#### [Excerpt]
Look on dogwise.com but before you do, let's get some recommendations for scared and abused dogs. No sense in wasting money on books that aren't the right ones. And you can find books much cheaper than Barnes and Nobles. 

I believe these might be a good start for you.
The other end of the leash
Scaredy Dog


----------



## Stosh (Jun 26, 2010)

You can look at the rescue forum on here, a lot of people relate stories of their abused rescue dogs and what worked for them and ask questions of them. There's also a website Leerburg's Dog Training, 16,000 pages of dog training information, 300 free streaming videos, DVDs and Free Dog Training ebooks and they have a forum with lots of training help, there might be some info on there. They offer free online books and videos.


----------



## PaTony (Feb 7, 2011)

Thanks for all the tips, and direction to help! I truly appreciate it.

#### [Source excerpt]
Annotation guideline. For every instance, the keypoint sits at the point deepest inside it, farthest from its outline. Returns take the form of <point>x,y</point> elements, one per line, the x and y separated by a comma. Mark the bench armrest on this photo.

#### [Problem description]
Rewrite everything from "## Stosh (Jun" down to "books and videos." in the thread on scared and abused dogs, substituting "message board" for each "forum".

#### [Task result]
## Stosh (Jun 26, 2010)

You can look at the rescue message board on here, a lot of people relate stories of their abused rescue dogs and what worked for them and ask questions of them. There's also a website Leerburg's Dog Training, 16,000 pages of dog training information, 300 free streaming videos, DVDs and Free Dog Training ebooks and they have a message board with lots of training help, there might be some info on there. They offer free online books and videos.